- _TASK TO COMPLETE_: Return the data below exactly, but only from the line containing "straw in this picture." through the line containing "leaf in this picture.", with both of those lines included.

- _SUPPLIED MATERIAL_:

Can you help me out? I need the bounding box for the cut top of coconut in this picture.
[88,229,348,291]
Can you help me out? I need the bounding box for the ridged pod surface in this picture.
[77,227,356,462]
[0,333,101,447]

* * *

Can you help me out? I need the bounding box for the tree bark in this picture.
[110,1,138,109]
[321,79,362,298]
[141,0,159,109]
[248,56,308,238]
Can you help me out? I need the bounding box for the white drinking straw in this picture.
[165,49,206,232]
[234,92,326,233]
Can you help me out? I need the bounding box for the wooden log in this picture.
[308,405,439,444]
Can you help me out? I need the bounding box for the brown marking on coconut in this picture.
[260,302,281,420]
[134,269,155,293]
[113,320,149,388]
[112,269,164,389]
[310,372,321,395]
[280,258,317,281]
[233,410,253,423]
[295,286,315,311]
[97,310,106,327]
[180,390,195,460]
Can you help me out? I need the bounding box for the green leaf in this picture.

- _REPLY TO THE EXERCISE_:
Can you help me out? I need the bounding box for the white drinking straw in this picture.
[165,49,206,232]
[234,92,326,233]
Can you help me out? I need the bounding box for the wooden log in this picture.
[308,405,439,444]
Can you help me out? I need the bounding box for the brown marking on coconut in this picture.
[260,302,281,420]
[134,269,155,293]
[113,320,149,388]
[112,269,164,389]
[310,372,321,395]
[280,258,317,281]
[233,410,253,423]
[295,286,315,311]
[97,310,106,327]
[180,390,195,460]
Can you help me out? I need the bounding box for the green leaf in this picture.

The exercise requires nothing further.